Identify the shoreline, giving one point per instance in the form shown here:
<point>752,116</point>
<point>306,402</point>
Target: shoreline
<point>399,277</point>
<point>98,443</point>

══════════

* **Exercise prompt**: Recast the entries above as a Markdown table with the columns "No." and "Line", giving each non-blank line its own row in order.

* **Exercise output**:
| No. | Line |
|---|---|
| 1 | Identify the shoreline, giving one point per instance in the form shown here: |
| 2 | <point>752,116</point> |
| 3 | <point>306,402</point> |
| 4 | Target: shoreline |
| 5 | <point>399,277</point> |
| 6 | <point>98,443</point> |